Your instructions -
Update the lines from the first one through the line containing "(322, 274), (448, 318)" by replacing "Output" with "Result", leaving everything else unchanged.

Collection entries -
*****
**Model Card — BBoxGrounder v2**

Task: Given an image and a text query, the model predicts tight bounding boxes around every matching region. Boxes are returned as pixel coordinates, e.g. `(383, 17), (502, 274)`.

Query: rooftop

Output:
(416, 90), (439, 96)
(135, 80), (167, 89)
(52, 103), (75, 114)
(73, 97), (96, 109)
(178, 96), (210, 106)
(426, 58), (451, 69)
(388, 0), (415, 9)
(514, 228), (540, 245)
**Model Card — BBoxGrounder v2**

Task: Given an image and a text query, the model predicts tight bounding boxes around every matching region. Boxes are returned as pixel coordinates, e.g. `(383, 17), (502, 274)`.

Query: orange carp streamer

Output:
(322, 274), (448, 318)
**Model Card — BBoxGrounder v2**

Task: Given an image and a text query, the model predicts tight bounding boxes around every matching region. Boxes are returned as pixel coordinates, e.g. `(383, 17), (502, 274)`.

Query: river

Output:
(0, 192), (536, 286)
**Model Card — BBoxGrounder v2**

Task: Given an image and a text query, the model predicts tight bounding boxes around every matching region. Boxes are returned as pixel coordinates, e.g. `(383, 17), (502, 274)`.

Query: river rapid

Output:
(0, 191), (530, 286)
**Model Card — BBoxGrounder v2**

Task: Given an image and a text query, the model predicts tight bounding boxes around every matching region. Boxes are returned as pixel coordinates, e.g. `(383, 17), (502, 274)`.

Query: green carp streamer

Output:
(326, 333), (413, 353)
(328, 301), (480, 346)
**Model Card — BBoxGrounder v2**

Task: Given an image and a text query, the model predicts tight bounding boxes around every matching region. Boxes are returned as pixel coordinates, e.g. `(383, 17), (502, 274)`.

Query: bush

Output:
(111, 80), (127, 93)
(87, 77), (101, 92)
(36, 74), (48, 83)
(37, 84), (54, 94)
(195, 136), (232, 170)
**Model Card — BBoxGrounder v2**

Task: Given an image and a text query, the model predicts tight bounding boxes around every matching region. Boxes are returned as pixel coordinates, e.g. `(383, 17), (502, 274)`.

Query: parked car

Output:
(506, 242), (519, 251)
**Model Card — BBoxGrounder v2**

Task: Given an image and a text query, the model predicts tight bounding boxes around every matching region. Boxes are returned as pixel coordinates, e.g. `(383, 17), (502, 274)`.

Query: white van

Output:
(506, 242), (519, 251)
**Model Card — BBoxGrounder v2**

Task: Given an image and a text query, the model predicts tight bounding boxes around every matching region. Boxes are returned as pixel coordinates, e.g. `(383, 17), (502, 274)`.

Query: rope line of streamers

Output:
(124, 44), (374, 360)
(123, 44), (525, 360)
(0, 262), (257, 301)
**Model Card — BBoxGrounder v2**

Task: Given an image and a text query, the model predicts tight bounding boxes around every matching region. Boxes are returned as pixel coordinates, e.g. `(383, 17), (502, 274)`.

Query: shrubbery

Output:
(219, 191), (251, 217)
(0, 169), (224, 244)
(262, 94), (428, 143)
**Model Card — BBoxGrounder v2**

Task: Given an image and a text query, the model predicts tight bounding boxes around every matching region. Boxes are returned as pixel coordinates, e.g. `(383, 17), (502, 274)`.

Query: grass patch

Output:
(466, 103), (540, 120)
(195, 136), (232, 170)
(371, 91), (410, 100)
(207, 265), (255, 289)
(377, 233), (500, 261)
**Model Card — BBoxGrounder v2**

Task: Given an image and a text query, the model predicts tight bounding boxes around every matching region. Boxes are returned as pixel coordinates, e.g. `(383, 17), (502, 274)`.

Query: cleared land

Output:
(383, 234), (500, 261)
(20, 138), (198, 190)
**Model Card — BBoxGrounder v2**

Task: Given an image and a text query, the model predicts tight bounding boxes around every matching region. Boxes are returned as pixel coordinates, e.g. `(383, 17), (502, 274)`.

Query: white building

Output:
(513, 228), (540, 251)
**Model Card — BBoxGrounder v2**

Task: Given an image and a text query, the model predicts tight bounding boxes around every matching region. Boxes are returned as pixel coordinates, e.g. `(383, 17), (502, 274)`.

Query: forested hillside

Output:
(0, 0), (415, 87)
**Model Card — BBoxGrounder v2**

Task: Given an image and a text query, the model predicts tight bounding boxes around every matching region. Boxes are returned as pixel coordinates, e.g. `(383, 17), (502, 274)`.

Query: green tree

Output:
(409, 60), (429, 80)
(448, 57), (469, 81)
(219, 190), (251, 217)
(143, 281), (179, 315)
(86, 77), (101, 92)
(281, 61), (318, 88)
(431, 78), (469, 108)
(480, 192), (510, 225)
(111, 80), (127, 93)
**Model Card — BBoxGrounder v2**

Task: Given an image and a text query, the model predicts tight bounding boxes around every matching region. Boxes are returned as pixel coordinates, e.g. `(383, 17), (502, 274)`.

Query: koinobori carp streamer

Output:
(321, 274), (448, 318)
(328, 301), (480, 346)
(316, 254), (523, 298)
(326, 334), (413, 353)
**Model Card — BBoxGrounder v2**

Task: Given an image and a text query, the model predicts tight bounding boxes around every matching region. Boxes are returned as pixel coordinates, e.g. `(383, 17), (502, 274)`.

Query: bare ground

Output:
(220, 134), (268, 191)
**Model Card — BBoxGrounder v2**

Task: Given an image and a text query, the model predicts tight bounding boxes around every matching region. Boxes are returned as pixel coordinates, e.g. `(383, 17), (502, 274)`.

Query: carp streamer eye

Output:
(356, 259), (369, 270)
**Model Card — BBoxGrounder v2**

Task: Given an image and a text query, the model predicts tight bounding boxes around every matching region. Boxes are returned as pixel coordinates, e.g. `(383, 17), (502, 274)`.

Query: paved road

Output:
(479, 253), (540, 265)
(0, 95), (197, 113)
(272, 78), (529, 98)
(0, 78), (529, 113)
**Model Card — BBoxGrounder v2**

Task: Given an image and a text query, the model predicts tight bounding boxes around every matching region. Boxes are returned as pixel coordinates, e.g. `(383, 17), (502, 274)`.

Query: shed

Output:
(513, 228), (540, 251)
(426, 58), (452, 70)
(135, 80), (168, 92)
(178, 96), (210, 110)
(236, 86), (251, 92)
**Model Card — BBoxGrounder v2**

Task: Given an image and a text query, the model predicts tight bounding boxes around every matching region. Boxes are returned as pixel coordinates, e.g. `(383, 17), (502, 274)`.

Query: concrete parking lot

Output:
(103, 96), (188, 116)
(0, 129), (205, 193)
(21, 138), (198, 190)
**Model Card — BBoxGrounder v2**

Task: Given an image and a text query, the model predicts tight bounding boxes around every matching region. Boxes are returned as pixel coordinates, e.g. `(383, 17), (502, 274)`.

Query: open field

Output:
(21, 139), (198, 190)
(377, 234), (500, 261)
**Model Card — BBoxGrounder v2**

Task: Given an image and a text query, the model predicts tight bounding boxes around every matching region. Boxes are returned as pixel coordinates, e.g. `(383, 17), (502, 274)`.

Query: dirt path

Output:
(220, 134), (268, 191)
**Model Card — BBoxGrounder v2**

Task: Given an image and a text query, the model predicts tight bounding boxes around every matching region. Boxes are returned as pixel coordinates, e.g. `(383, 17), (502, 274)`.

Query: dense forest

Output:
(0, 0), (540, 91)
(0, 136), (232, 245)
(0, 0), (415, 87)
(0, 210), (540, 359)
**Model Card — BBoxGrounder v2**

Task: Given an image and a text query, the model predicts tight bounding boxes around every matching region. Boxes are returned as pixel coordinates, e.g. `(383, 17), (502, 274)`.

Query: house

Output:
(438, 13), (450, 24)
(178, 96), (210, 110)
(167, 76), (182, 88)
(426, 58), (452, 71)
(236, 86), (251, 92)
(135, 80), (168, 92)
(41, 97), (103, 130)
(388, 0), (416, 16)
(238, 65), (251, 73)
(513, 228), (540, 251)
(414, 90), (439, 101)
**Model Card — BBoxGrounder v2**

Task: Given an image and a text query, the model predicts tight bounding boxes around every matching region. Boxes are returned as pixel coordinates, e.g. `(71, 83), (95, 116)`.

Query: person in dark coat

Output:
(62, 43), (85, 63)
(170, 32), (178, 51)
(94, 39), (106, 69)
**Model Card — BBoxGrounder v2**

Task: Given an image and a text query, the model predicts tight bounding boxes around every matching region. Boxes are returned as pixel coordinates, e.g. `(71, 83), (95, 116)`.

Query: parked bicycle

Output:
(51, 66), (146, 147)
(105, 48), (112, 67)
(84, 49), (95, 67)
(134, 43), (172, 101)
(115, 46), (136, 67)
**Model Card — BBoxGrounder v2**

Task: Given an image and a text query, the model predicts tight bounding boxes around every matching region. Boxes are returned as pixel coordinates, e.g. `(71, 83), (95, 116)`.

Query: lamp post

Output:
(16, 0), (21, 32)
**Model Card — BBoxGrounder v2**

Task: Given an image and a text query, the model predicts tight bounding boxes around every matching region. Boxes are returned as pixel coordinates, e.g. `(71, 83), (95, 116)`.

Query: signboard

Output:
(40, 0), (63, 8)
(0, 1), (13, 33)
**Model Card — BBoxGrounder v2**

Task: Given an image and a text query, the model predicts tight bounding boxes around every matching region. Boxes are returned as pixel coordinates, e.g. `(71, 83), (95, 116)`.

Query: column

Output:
*****
Written response -
**Model Card — BBoxGrounder v2**

Task: Given an image and a text query, the model predicts tight bounding boxes around every matching region. Boxes are returned as pixel coordinates, e.g. `(383, 17), (502, 274)`.

Query: rooftop

Result:
(416, 90), (439, 96)
(135, 80), (167, 89)
(52, 103), (75, 114)
(73, 97), (96, 109)
(178, 96), (210, 106)
(426, 58), (451, 69)
(388, 0), (415, 9)
(514, 228), (540, 245)
**Model Card — BBoxGrounder v2**

Task: Given an image and a text query, the model predicts tight bounding boxes around every matching region. Boxes are returned as pixel coordinates, e.g. `(383, 17), (502, 274)`.

Query: orange carp streamer

Result:
(322, 274), (448, 318)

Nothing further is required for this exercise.